Set exercise =
From the line containing "Would you kindly mark the khaki" through the last line of the entries below, repeat each line word for word and leave out the rest.

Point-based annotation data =
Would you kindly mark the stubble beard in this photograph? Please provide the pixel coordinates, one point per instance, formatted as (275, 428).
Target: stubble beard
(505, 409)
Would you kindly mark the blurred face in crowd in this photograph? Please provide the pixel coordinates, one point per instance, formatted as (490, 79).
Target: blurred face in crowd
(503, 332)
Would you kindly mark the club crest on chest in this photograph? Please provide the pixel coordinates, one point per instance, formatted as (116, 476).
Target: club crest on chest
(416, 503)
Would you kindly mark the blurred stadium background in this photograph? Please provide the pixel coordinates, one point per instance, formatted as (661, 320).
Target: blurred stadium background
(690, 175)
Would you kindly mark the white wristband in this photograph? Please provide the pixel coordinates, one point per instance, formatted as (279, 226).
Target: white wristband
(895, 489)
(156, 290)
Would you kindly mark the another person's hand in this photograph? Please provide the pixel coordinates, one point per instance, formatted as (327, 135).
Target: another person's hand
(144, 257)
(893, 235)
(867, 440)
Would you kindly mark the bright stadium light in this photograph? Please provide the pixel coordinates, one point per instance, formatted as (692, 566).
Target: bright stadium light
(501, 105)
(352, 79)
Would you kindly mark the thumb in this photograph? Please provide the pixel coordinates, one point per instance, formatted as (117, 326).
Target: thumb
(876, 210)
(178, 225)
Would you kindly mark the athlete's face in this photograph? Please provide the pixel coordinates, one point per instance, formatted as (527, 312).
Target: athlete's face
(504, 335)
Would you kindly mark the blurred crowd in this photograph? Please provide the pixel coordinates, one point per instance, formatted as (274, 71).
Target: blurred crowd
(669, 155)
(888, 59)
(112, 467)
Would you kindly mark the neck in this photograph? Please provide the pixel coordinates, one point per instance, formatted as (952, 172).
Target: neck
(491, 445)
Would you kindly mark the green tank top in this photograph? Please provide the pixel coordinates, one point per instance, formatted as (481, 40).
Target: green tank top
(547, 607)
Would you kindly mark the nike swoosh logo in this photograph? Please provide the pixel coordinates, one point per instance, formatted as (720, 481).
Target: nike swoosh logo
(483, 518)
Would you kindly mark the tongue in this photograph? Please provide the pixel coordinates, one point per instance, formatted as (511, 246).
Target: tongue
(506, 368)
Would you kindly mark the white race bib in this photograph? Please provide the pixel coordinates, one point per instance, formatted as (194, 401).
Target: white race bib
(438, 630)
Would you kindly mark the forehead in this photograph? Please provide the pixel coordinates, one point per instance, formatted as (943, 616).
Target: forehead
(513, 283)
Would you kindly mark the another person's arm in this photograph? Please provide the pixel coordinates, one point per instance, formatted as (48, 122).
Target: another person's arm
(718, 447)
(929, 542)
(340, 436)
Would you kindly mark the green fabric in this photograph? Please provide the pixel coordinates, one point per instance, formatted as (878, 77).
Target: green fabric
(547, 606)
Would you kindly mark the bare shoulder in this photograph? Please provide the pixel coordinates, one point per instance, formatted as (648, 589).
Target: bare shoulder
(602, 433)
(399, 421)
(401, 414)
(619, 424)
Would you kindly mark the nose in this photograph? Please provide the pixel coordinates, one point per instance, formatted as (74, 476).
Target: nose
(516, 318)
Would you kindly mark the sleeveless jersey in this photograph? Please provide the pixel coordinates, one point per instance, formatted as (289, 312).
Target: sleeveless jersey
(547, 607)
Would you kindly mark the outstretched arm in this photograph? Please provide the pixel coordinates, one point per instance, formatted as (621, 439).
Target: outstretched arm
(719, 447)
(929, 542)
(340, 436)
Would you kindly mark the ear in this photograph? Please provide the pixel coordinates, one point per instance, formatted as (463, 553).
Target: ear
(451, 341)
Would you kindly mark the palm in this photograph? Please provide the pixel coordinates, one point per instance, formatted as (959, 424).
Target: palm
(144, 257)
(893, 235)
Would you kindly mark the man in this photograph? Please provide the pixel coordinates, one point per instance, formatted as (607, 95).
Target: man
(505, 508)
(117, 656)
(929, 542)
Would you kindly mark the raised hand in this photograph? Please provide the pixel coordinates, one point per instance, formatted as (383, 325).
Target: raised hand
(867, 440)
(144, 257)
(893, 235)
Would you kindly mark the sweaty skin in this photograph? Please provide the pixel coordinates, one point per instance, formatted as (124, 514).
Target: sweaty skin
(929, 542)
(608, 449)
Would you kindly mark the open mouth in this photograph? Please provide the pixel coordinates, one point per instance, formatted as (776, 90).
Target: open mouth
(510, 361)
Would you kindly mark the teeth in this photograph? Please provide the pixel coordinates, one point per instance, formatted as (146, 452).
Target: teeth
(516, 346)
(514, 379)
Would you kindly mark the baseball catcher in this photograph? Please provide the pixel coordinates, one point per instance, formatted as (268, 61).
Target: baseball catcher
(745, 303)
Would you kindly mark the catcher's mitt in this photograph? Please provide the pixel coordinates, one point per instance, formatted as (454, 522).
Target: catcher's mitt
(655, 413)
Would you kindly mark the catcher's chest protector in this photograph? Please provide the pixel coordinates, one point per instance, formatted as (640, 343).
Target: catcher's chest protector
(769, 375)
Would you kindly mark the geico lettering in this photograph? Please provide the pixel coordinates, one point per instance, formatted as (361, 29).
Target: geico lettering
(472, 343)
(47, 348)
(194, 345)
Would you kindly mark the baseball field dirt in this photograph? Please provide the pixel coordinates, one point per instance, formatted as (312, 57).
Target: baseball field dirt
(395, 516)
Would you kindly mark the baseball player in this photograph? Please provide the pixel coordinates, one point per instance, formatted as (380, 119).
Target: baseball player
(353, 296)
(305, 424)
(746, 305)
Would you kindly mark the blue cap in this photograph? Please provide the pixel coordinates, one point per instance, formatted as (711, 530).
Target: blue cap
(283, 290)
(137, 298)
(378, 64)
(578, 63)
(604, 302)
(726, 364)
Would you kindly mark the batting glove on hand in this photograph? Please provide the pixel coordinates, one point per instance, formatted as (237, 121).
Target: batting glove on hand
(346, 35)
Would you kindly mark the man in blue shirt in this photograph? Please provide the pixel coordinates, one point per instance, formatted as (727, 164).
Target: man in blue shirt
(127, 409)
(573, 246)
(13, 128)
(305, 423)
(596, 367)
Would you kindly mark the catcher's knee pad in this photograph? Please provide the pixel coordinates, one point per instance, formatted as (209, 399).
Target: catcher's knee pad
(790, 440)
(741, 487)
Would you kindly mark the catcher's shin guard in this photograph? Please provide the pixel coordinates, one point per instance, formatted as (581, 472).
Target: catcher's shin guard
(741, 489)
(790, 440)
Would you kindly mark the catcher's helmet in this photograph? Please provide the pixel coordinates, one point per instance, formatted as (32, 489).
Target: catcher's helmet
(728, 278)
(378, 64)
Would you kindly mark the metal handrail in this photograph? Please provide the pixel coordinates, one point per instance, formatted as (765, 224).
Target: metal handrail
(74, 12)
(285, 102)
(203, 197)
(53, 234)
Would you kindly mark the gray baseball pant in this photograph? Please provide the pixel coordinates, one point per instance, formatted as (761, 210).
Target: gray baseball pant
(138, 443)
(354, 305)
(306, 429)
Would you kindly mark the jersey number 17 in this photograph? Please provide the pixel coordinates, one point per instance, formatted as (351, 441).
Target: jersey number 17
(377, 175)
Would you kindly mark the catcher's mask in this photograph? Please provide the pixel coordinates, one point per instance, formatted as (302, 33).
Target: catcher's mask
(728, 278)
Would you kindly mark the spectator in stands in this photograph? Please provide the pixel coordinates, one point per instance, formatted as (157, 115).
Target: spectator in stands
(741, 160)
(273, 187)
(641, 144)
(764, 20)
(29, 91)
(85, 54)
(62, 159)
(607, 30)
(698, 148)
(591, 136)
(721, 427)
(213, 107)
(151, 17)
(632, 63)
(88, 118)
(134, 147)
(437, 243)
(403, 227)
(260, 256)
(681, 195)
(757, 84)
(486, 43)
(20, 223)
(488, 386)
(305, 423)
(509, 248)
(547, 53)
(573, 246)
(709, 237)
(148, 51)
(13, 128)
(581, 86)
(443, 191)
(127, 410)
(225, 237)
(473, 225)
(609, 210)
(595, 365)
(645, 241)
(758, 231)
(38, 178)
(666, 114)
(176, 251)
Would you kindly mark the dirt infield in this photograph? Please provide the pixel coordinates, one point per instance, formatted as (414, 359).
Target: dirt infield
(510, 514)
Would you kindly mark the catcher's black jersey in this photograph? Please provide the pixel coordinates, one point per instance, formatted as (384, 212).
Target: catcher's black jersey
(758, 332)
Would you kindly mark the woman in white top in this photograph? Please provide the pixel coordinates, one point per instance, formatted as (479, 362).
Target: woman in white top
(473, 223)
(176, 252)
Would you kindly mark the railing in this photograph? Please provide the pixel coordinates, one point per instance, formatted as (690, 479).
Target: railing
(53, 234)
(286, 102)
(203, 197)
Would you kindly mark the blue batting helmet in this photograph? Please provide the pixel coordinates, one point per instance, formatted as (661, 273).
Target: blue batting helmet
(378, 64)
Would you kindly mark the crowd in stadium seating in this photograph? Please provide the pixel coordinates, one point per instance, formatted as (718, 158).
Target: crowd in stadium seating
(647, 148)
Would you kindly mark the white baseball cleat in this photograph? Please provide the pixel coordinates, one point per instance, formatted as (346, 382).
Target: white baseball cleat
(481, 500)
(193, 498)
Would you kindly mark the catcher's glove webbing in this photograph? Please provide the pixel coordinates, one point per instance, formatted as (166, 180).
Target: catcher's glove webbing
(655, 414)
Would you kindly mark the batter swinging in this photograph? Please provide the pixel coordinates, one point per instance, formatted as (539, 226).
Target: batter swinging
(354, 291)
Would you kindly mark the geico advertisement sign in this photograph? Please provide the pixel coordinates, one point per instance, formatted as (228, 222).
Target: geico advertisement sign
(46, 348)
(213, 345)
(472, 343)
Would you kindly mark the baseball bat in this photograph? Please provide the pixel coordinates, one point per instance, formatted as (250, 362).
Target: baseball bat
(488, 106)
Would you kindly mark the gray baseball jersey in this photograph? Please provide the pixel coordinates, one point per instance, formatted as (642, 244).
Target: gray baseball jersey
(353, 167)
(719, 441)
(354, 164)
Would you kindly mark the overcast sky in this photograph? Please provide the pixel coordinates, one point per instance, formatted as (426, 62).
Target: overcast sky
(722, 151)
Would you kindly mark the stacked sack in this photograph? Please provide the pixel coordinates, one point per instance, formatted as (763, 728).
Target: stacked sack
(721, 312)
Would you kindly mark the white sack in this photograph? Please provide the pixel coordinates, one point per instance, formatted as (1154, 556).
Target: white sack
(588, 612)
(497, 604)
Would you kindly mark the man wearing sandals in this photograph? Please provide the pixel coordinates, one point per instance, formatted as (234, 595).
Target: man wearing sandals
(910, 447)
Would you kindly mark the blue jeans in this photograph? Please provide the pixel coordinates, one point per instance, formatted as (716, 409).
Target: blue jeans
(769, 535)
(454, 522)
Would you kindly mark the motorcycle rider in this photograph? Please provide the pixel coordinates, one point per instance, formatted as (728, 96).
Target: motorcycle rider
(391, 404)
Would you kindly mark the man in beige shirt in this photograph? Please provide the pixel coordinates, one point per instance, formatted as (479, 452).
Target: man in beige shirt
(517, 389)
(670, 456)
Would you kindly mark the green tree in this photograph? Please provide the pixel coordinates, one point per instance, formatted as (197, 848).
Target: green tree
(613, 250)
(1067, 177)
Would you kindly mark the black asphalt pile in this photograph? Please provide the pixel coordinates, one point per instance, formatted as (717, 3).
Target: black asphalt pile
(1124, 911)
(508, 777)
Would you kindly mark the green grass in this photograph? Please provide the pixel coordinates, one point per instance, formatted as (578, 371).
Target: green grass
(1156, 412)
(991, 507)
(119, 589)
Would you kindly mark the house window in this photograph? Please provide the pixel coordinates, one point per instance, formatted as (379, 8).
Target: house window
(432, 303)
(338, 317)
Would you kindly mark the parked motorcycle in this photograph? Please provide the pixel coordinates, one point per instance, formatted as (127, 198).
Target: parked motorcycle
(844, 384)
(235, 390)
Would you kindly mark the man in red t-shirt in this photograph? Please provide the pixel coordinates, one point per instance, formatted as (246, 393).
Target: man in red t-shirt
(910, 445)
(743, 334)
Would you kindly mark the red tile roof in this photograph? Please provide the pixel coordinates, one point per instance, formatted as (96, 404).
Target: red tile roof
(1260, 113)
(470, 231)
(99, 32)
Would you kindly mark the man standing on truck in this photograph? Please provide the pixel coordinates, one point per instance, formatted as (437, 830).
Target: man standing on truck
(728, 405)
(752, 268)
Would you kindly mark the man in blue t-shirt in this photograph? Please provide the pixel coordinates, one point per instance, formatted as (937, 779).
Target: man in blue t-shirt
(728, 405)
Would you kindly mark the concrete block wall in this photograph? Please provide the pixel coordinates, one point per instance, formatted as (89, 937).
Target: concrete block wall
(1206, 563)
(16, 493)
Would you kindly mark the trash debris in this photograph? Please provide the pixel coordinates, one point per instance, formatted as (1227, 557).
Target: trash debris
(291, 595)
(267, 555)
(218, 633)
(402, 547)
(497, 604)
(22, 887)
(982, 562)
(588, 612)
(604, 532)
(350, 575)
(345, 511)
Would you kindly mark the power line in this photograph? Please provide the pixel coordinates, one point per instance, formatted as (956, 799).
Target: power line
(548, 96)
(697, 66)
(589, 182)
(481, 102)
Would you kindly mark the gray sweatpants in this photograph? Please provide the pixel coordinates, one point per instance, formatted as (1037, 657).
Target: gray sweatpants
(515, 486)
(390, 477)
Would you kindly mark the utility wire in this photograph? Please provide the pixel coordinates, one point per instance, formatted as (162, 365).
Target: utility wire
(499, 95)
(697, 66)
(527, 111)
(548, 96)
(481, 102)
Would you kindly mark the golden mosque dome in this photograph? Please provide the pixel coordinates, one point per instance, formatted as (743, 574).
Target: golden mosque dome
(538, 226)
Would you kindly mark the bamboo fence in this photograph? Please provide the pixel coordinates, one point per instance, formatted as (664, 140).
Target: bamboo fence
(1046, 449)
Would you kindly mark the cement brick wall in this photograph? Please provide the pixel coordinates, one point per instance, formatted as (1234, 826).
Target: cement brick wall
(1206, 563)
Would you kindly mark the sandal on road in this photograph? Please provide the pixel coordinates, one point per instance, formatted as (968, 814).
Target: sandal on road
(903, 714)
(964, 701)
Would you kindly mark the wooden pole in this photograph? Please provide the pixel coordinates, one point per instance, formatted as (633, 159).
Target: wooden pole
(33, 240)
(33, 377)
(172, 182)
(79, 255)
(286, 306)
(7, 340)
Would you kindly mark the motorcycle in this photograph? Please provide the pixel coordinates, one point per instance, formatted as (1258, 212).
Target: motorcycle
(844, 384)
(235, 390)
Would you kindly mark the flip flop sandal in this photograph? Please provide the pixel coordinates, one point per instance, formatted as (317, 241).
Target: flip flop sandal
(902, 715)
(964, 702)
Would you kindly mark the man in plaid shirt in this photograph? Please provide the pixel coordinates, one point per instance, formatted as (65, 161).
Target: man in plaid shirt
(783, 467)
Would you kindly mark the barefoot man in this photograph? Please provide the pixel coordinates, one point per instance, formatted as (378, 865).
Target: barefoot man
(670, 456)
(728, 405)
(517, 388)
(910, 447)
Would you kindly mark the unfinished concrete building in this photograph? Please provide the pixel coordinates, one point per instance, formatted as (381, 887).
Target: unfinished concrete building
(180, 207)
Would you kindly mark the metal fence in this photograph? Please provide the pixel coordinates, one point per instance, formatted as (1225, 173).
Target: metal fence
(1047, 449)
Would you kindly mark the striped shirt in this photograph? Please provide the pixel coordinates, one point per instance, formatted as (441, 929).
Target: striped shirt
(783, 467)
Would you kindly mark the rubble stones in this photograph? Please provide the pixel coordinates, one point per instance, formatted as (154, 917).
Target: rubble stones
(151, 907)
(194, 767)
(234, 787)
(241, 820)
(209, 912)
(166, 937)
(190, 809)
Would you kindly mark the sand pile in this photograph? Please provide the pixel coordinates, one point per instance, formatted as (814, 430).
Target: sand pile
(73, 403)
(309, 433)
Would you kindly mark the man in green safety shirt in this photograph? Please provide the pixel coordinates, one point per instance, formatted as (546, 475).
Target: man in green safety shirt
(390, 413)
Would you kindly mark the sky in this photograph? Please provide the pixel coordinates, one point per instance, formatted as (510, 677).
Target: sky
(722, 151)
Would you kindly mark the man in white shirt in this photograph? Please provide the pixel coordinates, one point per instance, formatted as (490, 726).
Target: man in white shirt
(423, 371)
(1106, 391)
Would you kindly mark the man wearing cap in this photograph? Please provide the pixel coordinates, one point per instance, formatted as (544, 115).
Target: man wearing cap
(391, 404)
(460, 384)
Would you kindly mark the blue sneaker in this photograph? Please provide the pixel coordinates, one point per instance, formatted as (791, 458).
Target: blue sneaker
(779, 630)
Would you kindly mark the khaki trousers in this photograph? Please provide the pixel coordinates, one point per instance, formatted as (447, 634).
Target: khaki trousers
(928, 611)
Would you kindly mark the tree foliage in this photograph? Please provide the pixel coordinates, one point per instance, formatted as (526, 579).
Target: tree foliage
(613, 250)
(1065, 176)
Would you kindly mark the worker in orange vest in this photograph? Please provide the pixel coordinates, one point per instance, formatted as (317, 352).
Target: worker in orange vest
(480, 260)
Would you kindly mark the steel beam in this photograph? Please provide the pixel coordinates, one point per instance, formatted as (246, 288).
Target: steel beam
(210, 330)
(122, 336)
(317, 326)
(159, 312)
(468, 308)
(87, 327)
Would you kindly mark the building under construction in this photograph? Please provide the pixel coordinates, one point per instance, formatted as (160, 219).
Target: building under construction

Exercise solution =
Would you kindly mark the khaki trousers in this photograph? Please provide the pixel coordinates, one point per instance, formatted as (447, 634).
Target: khaki trousers
(928, 611)
Would you kindly mark the tree foliage in this photograph? Please provide the pixel coordinates, one point per instance, formatted as (526, 579).
Target: tree foliage
(613, 250)
(1065, 176)
Would you kindly mark the worker in orange vest in this photograph? Please provide the pixel coordinates, one point per instance, formatted as (317, 352).
Target: worker in orange vest
(480, 260)
Would you kindly mark the steel beam in this photograph? Please provide the pixel coordinates, one point per instance, formatted as (246, 288).
Target: steel beam
(210, 330)
(122, 336)
(317, 326)
(159, 312)
(468, 308)
(87, 327)
Would you kindly mark the building under construction in this photograph? Please provide the pixel coordinates, one point per instance, formatted as (160, 219).
Target: building under construction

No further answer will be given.